**Document:**
Date: 09/24/18 09:27
Nevada Northern RR Visit Part 1
Author: jmbreitigan

Hello, my wife and I visited the Nevada Northern RR in Ely, NV. and rode the train one day and then chased it the next. We arrived the afternoon of September 7th and then left the morning of September 10th after a tour of the engine shop. Although the ride from Ely to to Keystone was not that long, we both had fun. It was our first visit and over all it was a good time. I took a lot of pictures and I am working through them. It looks like I am going to have to do several posts. I picked the best and tried not to be repetitive. But I think you find them interesting. So here we go, starting in East Ely:

1. Recently refurbished Wig Wag signal. UP box car #172246 in the background.   9/7

2. # 93 backing up in East Ely yard after the run to Keystone.    9/7

3. Two crew members looking at something in the area of the main drive wheels.  9/7


More pics................








Date: 09/24/18 09:30
Re: Nevada Northern RR Visit Part 1
Author: jmbreitigan

3. A closer look at the two crewmembers.   9/7

4. After turning at the wye at Keystone junction near Ruth, NV. The excursion train heads back to Ely. The yellow hill behind the train is called the Keystone dump. A waste pile from mining.   9/8

5. Participants in a bike race on route 50 headed towards Ely.   9/8


More pics.................








Date: 09/24/18 09:33
Re: Nevada Northern RR Visit Part 1
Author: jmbreitigan

7. The excursion train exits a small tunnel headed back to Ely.   9/8

8. The excursion train exits a small tunnel headed back to Ely. Fireman shoveling coal.   9/8

9. The Rockin & Rolling Geology train, which we rode, sits ready to board at the station. Late afternoon Sept. 8th


More pics.................








Date: 09/24/18 09:37
Re: Nevada Northern RR Visit Part 1
Author: jmbreitigan

10. #93's Builders plate   9/8

11. Sheffield handcar.   9/8

12. The Rockin & Rolling Geology train, which we rode, sits ready to board at the station as the handcar works its way back.    9/8


More pics.......................

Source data
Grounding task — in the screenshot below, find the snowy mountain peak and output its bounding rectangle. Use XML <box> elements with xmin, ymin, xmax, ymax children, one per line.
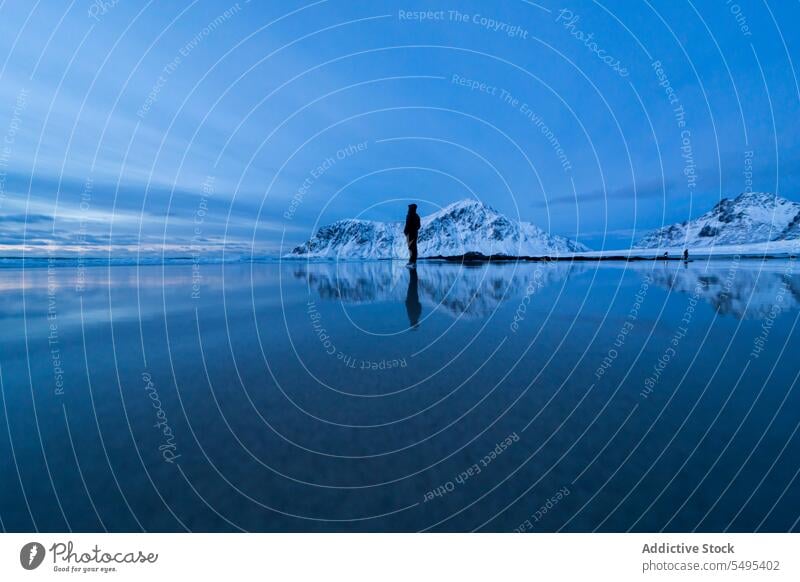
<box><xmin>636</xmin><ymin>192</ymin><xmax>800</xmax><ymax>248</ymax></box>
<box><xmin>287</xmin><ymin>199</ymin><xmax>588</xmax><ymax>259</ymax></box>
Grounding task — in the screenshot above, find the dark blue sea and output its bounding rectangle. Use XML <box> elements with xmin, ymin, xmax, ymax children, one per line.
<box><xmin>0</xmin><ymin>259</ymin><xmax>800</xmax><ymax>532</ymax></box>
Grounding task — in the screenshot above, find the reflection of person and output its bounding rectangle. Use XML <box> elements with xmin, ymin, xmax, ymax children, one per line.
<box><xmin>406</xmin><ymin>269</ymin><xmax>422</xmax><ymax>328</ymax></box>
<box><xmin>403</xmin><ymin>204</ymin><xmax>420</xmax><ymax>266</ymax></box>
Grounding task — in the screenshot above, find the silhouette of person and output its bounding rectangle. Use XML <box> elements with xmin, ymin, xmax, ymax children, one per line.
<box><xmin>403</xmin><ymin>204</ymin><xmax>420</xmax><ymax>267</ymax></box>
<box><xmin>406</xmin><ymin>269</ymin><xmax>422</xmax><ymax>329</ymax></box>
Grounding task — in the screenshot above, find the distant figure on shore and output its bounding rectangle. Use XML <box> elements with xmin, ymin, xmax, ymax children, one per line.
<box><xmin>403</xmin><ymin>204</ymin><xmax>420</xmax><ymax>268</ymax></box>
<box><xmin>406</xmin><ymin>269</ymin><xmax>422</xmax><ymax>329</ymax></box>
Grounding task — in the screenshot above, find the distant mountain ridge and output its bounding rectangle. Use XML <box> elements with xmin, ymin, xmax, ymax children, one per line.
<box><xmin>286</xmin><ymin>200</ymin><xmax>589</xmax><ymax>259</ymax></box>
<box><xmin>634</xmin><ymin>192</ymin><xmax>800</xmax><ymax>248</ymax></box>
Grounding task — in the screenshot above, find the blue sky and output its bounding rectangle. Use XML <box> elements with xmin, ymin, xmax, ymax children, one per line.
<box><xmin>0</xmin><ymin>0</ymin><xmax>800</xmax><ymax>255</ymax></box>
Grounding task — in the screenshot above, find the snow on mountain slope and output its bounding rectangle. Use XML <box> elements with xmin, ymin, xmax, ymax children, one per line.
<box><xmin>635</xmin><ymin>192</ymin><xmax>800</xmax><ymax>248</ymax></box>
<box><xmin>286</xmin><ymin>200</ymin><xmax>589</xmax><ymax>259</ymax></box>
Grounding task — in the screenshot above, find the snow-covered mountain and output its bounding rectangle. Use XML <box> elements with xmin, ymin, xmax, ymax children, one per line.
<box><xmin>635</xmin><ymin>192</ymin><xmax>800</xmax><ymax>248</ymax></box>
<box><xmin>287</xmin><ymin>200</ymin><xmax>589</xmax><ymax>259</ymax></box>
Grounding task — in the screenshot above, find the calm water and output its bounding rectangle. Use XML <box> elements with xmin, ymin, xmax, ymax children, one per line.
<box><xmin>0</xmin><ymin>261</ymin><xmax>800</xmax><ymax>531</ymax></box>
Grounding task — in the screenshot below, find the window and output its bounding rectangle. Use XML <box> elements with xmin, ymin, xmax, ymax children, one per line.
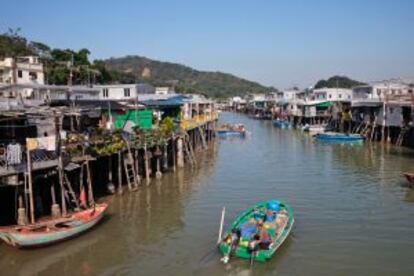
<box><xmin>102</xmin><ymin>88</ymin><xmax>109</xmax><ymax>98</ymax></box>
<box><xmin>377</xmin><ymin>88</ymin><xmax>381</xmax><ymax>96</ymax></box>
<box><xmin>29</xmin><ymin>72</ymin><xmax>37</xmax><ymax>80</ymax></box>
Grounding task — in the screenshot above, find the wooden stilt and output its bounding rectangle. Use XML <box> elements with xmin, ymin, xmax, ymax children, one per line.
<box><xmin>144</xmin><ymin>143</ymin><xmax>151</xmax><ymax>185</ymax></box>
<box><xmin>86</xmin><ymin>161</ymin><xmax>95</xmax><ymax>206</ymax></box>
<box><xmin>26</xmin><ymin>148</ymin><xmax>35</xmax><ymax>224</ymax></box>
<box><xmin>162</xmin><ymin>143</ymin><xmax>168</xmax><ymax>171</ymax></box>
<box><xmin>171</xmin><ymin>134</ymin><xmax>176</xmax><ymax>172</ymax></box>
<box><xmin>118</xmin><ymin>151</ymin><xmax>122</xmax><ymax>195</ymax></box>
<box><xmin>134</xmin><ymin>148</ymin><xmax>141</xmax><ymax>185</ymax></box>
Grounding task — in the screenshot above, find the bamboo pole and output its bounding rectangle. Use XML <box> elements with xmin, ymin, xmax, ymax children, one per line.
<box><xmin>134</xmin><ymin>148</ymin><xmax>141</xmax><ymax>186</ymax></box>
<box><xmin>171</xmin><ymin>134</ymin><xmax>176</xmax><ymax>172</ymax></box>
<box><xmin>86</xmin><ymin>160</ymin><xmax>95</xmax><ymax>206</ymax></box>
<box><xmin>26</xmin><ymin>149</ymin><xmax>35</xmax><ymax>224</ymax></box>
<box><xmin>144</xmin><ymin>143</ymin><xmax>150</xmax><ymax>185</ymax></box>
<box><xmin>118</xmin><ymin>151</ymin><xmax>122</xmax><ymax>194</ymax></box>
<box><xmin>217</xmin><ymin>207</ymin><xmax>226</xmax><ymax>244</ymax></box>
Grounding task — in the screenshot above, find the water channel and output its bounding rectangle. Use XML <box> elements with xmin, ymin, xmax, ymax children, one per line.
<box><xmin>0</xmin><ymin>113</ymin><xmax>414</xmax><ymax>276</ymax></box>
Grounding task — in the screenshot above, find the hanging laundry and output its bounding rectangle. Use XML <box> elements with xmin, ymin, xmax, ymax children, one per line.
<box><xmin>7</xmin><ymin>143</ymin><xmax>22</xmax><ymax>165</ymax></box>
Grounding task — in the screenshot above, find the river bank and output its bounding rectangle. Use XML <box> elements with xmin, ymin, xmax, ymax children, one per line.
<box><xmin>0</xmin><ymin>113</ymin><xmax>414</xmax><ymax>275</ymax></box>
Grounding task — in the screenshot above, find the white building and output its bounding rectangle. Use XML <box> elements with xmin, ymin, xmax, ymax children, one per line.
<box><xmin>0</xmin><ymin>56</ymin><xmax>45</xmax><ymax>97</ymax></box>
<box><xmin>352</xmin><ymin>80</ymin><xmax>414</xmax><ymax>127</ymax></box>
<box><xmin>155</xmin><ymin>86</ymin><xmax>175</xmax><ymax>95</ymax></box>
<box><xmin>94</xmin><ymin>84</ymin><xmax>138</xmax><ymax>101</ymax></box>
<box><xmin>313</xmin><ymin>88</ymin><xmax>352</xmax><ymax>102</ymax></box>
<box><xmin>352</xmin><ymin>80</ymin><xmax>414</xmax><ymax>102</ymax></box>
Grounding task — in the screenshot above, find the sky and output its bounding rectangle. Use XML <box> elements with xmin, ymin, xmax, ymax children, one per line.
<box><xmin>0</xmin><ymin>0</ymin><xmax>414</xmax><ymax>89</ymax></box>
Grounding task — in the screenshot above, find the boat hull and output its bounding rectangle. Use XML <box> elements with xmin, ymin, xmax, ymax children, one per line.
<box><xmin>217</xmin><ymin>130</ymin><xmax>246</xmax><ymax>137</ymax></box>
<box><xmin>315</xmin><ymin>133</ymin><xmax>365</xmax><ymax>143</ymax></box>
<box><xmin>0</xmin><ymin>203</ymin><xmax>108</xmax><ymax>248</ymax></box>
<box><xmin>273</xmin><ymin>120</ymin><xmax>292</xmax><ymax>129</ymax></box>
<box><xmin>219</xmin><ymin>199</ymin><xmax>295</xmax><ymax>262</ymax></box>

**Challenge A:** In the Nevada Northern trip post, what is the yellow hill behind the train called?
**Challenge B:** Please write the next part of the Nevada Northern trip post, picking up right after its final line.

**Result A:** The Keystone dump.

**Result B:**
Date: 09/24/18 09:46
Re: Nevada Northern RR Visit Part 1
Author: jmbreitigan

13. One of the geologists that rode on our train explains some of the geology of the area before our train ride.   9/8

14. Old school house and a few derelict structures in the foreground. There were also some old structures behind me. I belive this area is called Lane.   9/9

15. Entrance to the KGHM Robinson Mine on Ruth Higway road near Ruth, NV. I was able to take some pictures as long as I stayed in the visitors parking area. We even were told a little of the operation there. Right now mining is 24/7. While they are mining copper they do find a small percentage of gold and moybdenum and what they make from that is applied to overhead costs.  


More pics......................








Date: 09/24/18 09:50
Re: Nevada Northern RR Visit Part 1
Author: jmbreitigan

16. Conveyor dumping pulverized rock containing copper ore.   9/9

17. Truck on the right will dump its load in the building to the left. It will then go to where it is pulverized and then dumped by conveyor onto a huge pile.   9/8

18. A copper ore truck is leaving while another is being loaded.   9/8  


One more picture..............
 



Edited 1 time(s). Last edit at 09/24/18 09:51 by jmbreitigan.








Date: 09/24/18 09:53
Re: Nevada Northern RR Visit Part 1
Author: jmbreitigan

19. The pile of pulverized rock is fed underground to the building in the center where a chemical process is used to extract copper ore.   9/9

This is it for Part 1. thanks for looking.

John



Edited 1 time(s). Last edit at 09/25/18 04:20 by jmbreitigan.




Date: 09/24/18 10:32
Re: Nevada Northern RR Visit Part 1
Author: CPRR

Again, can someone tell me why the copper ore is not going out by rail to smelters?



Date: 09/24/18 10:58
Re: Nevada Northern RR Visit Part 1
Author: refarkas

Great photos. My favorite is number seven with 93 exiting the tunnel.
Bob



Date: 09/24/18 11:16
Re: Nevada Northern RR Visit Part 1
Author: stevelv

CPRR Wrote:
-------------------------------------------------------
> Again, can someone tell me why the copper ore is
> not going out by rail to smelters?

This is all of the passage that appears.